DIRECTION: Recast each line of the listing below as an item in a numbered list, omitting any blank lines.

──────

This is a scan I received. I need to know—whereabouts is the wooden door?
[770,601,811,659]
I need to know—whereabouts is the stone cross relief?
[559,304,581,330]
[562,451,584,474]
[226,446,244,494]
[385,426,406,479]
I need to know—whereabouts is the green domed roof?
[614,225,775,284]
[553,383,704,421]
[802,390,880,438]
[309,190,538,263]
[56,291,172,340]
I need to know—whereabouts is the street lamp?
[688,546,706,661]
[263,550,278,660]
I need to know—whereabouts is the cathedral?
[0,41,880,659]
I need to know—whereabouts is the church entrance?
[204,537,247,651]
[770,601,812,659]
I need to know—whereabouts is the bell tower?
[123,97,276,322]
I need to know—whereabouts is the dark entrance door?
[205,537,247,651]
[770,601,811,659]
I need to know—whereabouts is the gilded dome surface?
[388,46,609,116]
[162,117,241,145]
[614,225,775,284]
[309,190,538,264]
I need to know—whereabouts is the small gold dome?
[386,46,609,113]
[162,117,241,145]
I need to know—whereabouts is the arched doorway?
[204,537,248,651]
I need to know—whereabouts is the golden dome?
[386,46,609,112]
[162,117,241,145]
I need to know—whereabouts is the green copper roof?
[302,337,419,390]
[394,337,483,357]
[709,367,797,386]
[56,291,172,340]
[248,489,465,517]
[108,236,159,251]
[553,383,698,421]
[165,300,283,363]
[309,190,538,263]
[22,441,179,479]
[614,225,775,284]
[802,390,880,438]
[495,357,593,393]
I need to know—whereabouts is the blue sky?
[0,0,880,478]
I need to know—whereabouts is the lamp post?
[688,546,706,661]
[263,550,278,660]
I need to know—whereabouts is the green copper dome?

──────

ANSWER FOR THE TASK:
1. This is a scan I received. I need to know—whereabouts is the wooden door?
2. [770,601,811,659]
3. I need to know—whereabouts is the stone cross relief?
4. [559,304,581,330]
5. [562,451,584,474]
6. [226,446,244,494]
7. [385,426,406,479]
8. I need to know—whereabouts is the green domed roof?
9. [614,225,775,284]
10. [553,383,704,421]
11. [802,390,880,438]
12. [309,190,538,263]
13. [56,291,172,340]
14. I need to know—whereabouts is the street lamp?
15. [688,546,706,661]
16. [263,550,278,660]
17. I need to know—whereabouts is the cathedral?
18. [0,41,880,659]
19. I need to know—whereabouts is the church entrance?
20. [204,537,247,651]
21. [770,601,812,659]
22. I need to know—whereabouts is the bell tower?
23. [123,97,276,322]
24. I need to know—whereabouts is the dark entrance door?
25. [205,537,247,651]
26. [770,601,811,659]
27. I need to know—whereabouts is the gilded dome surface?
28. [388,46,609,116]
29. [162,117,241,145]
30. [614,225,775,284]
31. [309,190,538,264]
32. I need to know—whereabouts is the small gold dome?
33. [386,46,609,113]
34. [162,117,241,145]
35. I need to know—whereabouts is the arched doorway?
36. [204,537,248,651]
37. I need to know—whereabouts is the golden dome?
38. [386,46,609,112]
39. [162,117,241,145]
40. I need to know—whereabouts is the green copper roof?
41. [302,337,419,390]
42. [394,337,483,357]
43. [709,367,797,386]
44. [56,291,172,340]
45. [248,489,465,517]
46. [108,236,159,251]
47. [553,383,698,421]
48. [165,300,283,363]
49. [309,190,538,263]
50. [22,441,179,479]
51. [614,225,775,284]
52. [802,390,880,438]
53. [495,357,593,393]
54. I need to know—whereabouts is the blue sky?
55. [0,0,880,478]
56. I need to know—whereabouts is the lamp post?
57. [688,546,706,661]
58. [263,550,278,660]
59. I need to know—whereabouts is the green copper dome?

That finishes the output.